**발췌문**
________

# DEEE725 Speech Signal Processing Lab
### 2023 Spring, Kyungpook National University 
### Instructor: Gil-Jin Jang

## Lab 02 Draw spectrogram
2023/03/24
source: 

> https://hyunlee103.tistory.com/36

> https://dacon.io/en/competitions/official/235616/codeshare/1277

> https://matplotlib.org/stable/tutorials/colors/colormaps.html

In [None]:
# import necessary pacakages
import sys
import numpy as np
import librosa
import librosa.display
from matplotlib import pyplot as plt

#from scipy.io import wavfile
from scipy import signal
from scipy.fft import fftshift

In [None]:
# parameters for signal analysis and drawing
#FIG_SIZE = (15,10)

________

**원문 발췌**

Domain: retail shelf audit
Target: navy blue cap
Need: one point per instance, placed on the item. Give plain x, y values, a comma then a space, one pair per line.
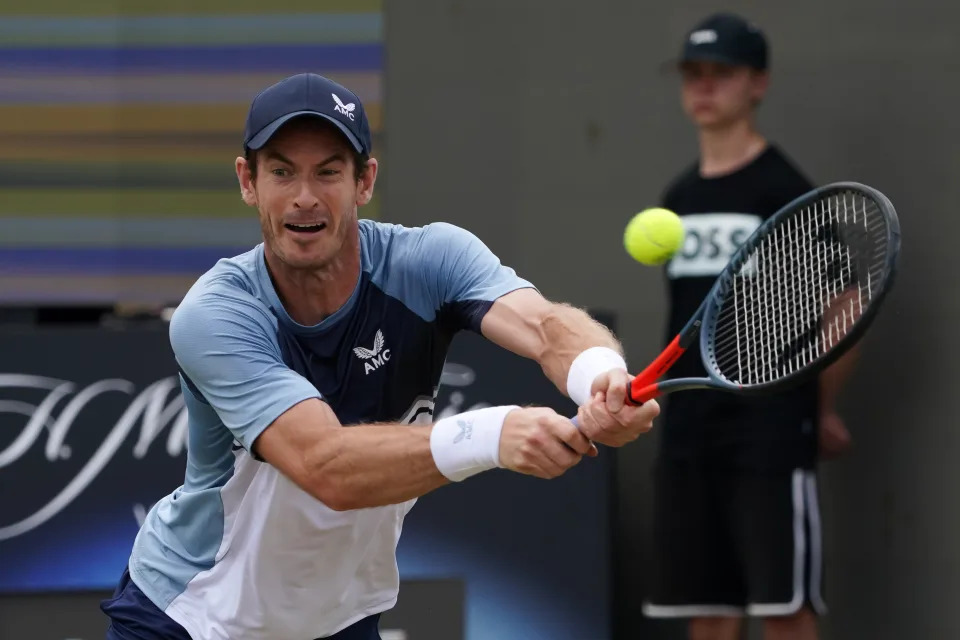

________

**풀어 볼 문제**
[1] 위 발췌문에서 "#from scipy.io import"부터 "#FIG_SIZE = (15,10)"까지를 한 글자도 바꾸지 말고 그대로 옮겨 적으세요.
[2] 발췌문에 따르면 이 실습 과목의 담당 강사는 누구입니까?

**연습 문제 정답**
[1]
#from scipy.io import wavfile
from scipy import signal
from scipy.fft import fftshift

In [None]:
# parameters for signal analysis and drawing
#FIG_SIZE = (15,10)

[2] 담당 강사는 Gil-Jin Jang입니다.